[start Reading text]

Role (Finance)

Cards (23)

  • Strategic Role of Financial Management

    The process of determining and managing the financial resources required to achieve both short-term and long-term objectives which include Profitability, Efficiency, Growth, Solvency and Liquidity
  • Key areas of the strategic role of financial management:

    • Appropriate sourcing of finance
    • Budgeting and maintaining sufficient cash flow
    • Preparation of audited financial statements
  • Mismanagement of the strategic role of the financial management can lead to:
    • Insufficient funds to pay suppliers
    • Inadequate capital for expansion
    • Too many assets that are non-productive
    • Overstocking of materials
  • Other key business functions (KBFs) are often interdependent on Finance to achieve their objectives
  • Apple case study on the 'strategic role of financial management':

    CFO of Apple - Luca Maestri
    • Responsible for helping and setting achievement of Apple’s strategic direction
    2023 Data
    • Sales revenue - $383b
    • R&D - $30b
    • Net profit - $97b
    Objective
    • Apple holds the objective to not only be profitable, but to be the most innovative competitor in the market
  • Objectives of financial management:

    1. Profitability
    2. Efficiency
    3. Growth
    4. Solvency
    5. Liquidity
    ‘PEGSL’
  • Profitability:

    Define: The money a business makes from its operations after all expenses have been accounted for

    How - Maximising Profitability Can Be Done Through:
    • Increasing revenue → through changing marketing or pricing policies
    • Reducing expenses → cost cutting in KBFs
  • Profitability case study:
    2022 → 2023
    • Revenue: $394b → $383b
    • Net Profit: $100b → $97b
    • Gross Profit: $171b → $169b
    • Gross Profit Ratio: 43% → 44% (2% improved)
    • Net Profit Ratio: 25% → 25%
    • Return on Equity Ratio: 175% → 172% (2% deterioration)
  • Efficiency:
    Define: The ability of an organisation to maximise returns from its assets with minimal costs / the amount of revenue that is spent on expenses
    How - Businesses Can Improve Efficiency Through:
    • Minimising expenses → businesses can implement operation processes to avoid wasting any resources
    • Maximising output → businesses may also achieve lower per-unit cost through maximising output from their labour or machinery 
    • It also relates to how effective the business is at collecting payment for invoices from customers (accounts receivable)
  • Efficiency Case Study:
    2022 → 2023
    • Expense Ratio: 13% → 14% (10% deterioration)
    • While higher than 2022, the expense ratio is still very efficient → expense minimisation strategies 
    • Accounts Receivable Turnover Ratio (times): 6.5 → 6.3
    • Accounts Receivable Turnover Ratio (days): 56 days → 58 days (3% deterioration)
    • Considerable amount in accounts receivable ($61b (2023)) due to third-party relationships (e.g. telecommunications providers)
  • Growth:

    Define: The ability of a business to expand its activities

    How - Businesses Can Improve Growth Through:

    Organic growth (internal)
    • Increased production
    • Higher sales
    • Expanded product range
    • Expansion overseas
    • Increasing market share
    Mergers and acquisitions
  • Growth Case Study PART 1:
    Organic Growth
    • Services (App Store, iTunes, Apple Music and mobile payments) are a key platform for Apple’s growth strategy, representing 22% of all sales and is the ONLY sector to experience growth in sales (9%) ($78b (2022) → $85b (2023)) during Apple’s difficult 2023 financial year
    • Wearable sales increased by 25% (to 10% of total sales in 2023)

[end Reading text]
[start Listed entries]

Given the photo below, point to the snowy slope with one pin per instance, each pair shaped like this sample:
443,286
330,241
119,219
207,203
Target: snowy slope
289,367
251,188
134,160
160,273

[end Listed entries]

* **Task requirements**:
- A) According to the finance flashcards, who is the CFO of Apple?
- B) Continue the finance flashcards from the point where they stop.
The rows come from a different source than the finance flashcards.

* **Written responses**:
- A) Luca Maestri

- B)
    Mergers and Acquisitions
    • Beats acquisition ($3.6b) - commercial music products
  • Growth case study PART 2:
    Key Markets
    • China continues to represent growth opportunities for Apple
    • Achieved double digit growth in emerging markets such as China (2022) sales of $74b, investing in high-growth markets like Japan and shifting focus onto India
    • India market potential → Apple investing manufacturing capability to target this market which is growing at 7%
    Retail Store Growth
    • 463 stores (2015) → 526 stores (2022)
    • Approx. half of the retail stores are located in the US
    • 50 stores in China
  • Solvency:
    Define: The extent to which the business can meet its financial commitments in the long-term (>12 months)
    • It is an indication of the risk to the shareholder’s investment
    • Businesses that rely upon debt finance compared to equity finance are considered ‘highly geared’, which we state they have ‘reduced’ solvency
  • Solvency case study:
    2022 → 2023
    • Gearing Ratio: 5.9:14.57:1 (change of 23%)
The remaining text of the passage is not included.